◆ **Exercise directions**: This exercise calls for retyping every line below exactly, with the images omitted.

◆ **Exercise material**:
-*-*-
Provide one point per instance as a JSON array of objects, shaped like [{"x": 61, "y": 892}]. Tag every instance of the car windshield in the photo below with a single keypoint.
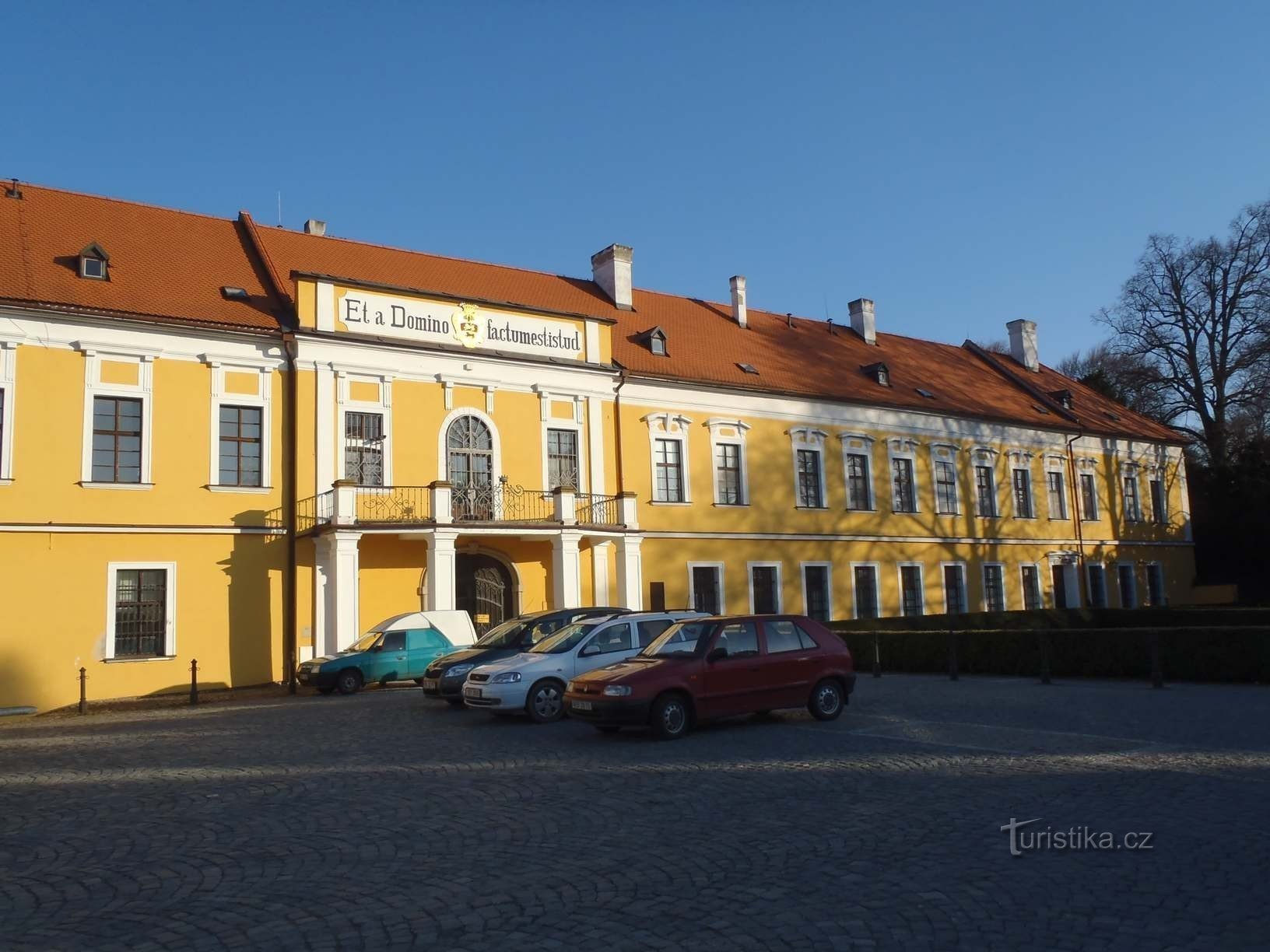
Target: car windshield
[
  {"x": 506, "y": 635},
  {"x": 682, "y": 640},
  {"x": 564, "y": 640}
]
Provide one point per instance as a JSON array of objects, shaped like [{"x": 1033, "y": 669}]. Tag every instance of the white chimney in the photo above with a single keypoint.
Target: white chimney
[
  {"x": 737, "y": 283},
  {"x": 862, "y": 319},
  {"x": 1023, "y": 343},
  {"x": 611, "y": 269}
]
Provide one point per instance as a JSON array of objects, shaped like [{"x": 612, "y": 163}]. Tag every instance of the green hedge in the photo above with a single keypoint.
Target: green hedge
[{"x": 1012, "y": 646}]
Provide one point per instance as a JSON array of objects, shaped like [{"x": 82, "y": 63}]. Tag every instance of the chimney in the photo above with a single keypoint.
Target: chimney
[
  {"x": 862, "y": 319},
  {"x": 611, "y": 268},
  {"x": 737, "y": 282},
  {"x": 1023, "y": 343}
]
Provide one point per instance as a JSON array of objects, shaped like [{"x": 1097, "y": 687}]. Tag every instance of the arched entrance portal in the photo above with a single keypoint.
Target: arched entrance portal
[{"x": 482, "y": 588}]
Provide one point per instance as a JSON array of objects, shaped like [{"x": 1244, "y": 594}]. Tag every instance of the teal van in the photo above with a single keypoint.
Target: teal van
[{"x": 396, "y": 649}]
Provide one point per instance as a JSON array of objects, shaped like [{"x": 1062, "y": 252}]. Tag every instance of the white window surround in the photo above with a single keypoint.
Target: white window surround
[
  {"x": 693, "y": 590},
  {"x": 733, "y": 433},
  {"x": 828, "y": 583},
  {"x": 780, "y": 584},
  {"x": 667, "y": 425},
  {"x": 345, "y": 404},
  {"x": 112, "y": 570},
  {"x": 442, "y": 450},
  {"x": 142, "y": 390},
  {"x": 262, "y": 399},
  {"x": 9, "y": 385},
  {"x": 812, "y": 439},
  {"x": 859, "y": 445}
]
-*-*-
◆ **Output of the exercise**:
Provide one point per instance as a JSON array of objects, shaped like [{"x": 61, "y": 892}]. Tag every instance of the car windshield in the photo below with a single keypoint.
Target: car windshield
[
  {"x": 506, "y": 635},
  {"x": 682, "y": 640},
  {"x": 564, "y": 640}
]
Provide one point per instance as a JSON array of objects, shaped like [{"x": 1033, "y": 669}]. Tag every instance of the white chimney in the photo above with a single keypoint.
Target: white chimney
[
  {"x": 737, "y": 283},
  {"x": 862, "y": 319},
  {"x": 1023, "y": 343},
  {"x": 611, "y": 269}
]
Provide one point per instance as a JSON array of objects, shaped like [{"x": 612, "y": 163}]. Tag every instance of the green hedge in the photo above with a single keypoint.
Target: green hedge
[{"x": 1012, "y": 646}]
Provide one point per instance as a JSON array of objects, shaped like [{"x": 82, "y": 63}]. Tag every instance of the chimney in the photo above with a single keypoint.
Target: chimney
[
  {"x": 862, "y": 319},
  {"x": 611, "y": 268},
  {"x": 737, "y": 282},
  {"x": 1023, "y": 343}
]
Provide one point per instance as a JSON array of objects, shaped like [{"x": 1097, "y": 687}]. Tag every instance of the arched entrance portal in the photo above with a single keypoint.
Target: arched entrance portal
[{"x": 482, "y": 588}]
Provide one point per instance as a JSON array of objects, shaped like [{"x": 1244, "y": 594}]. Tag every instance of the teal van in the photo above with a single keypoint.
Target: teal van
[{"x": 396, "y": 649}]
Provide one point per instance as a JSON array of objects, shaped like [{"x": 1062, "y": 252}]. Tag every instance of the white window surround in the photo above with a single keypoint.
Target: white window surround
[
  {"x": 693, "y": 590},
  {"x": 733, "y": 433},
  {"x": 828, "y": 583},
  {"x": 780, "y": 584},
  {"x": 667, "y": 425},
  {"x": 345, "y": 404},
  {"x": 112, "y": 570},
  {"x": 442, "y": 450},
  {"x": 142, "y": 390},
  {"x": 262, "y": 399},
  {"x": 9, "y": 385},
  {"x": 812, "y": 439},
  {"x": 859, "y": 445}
]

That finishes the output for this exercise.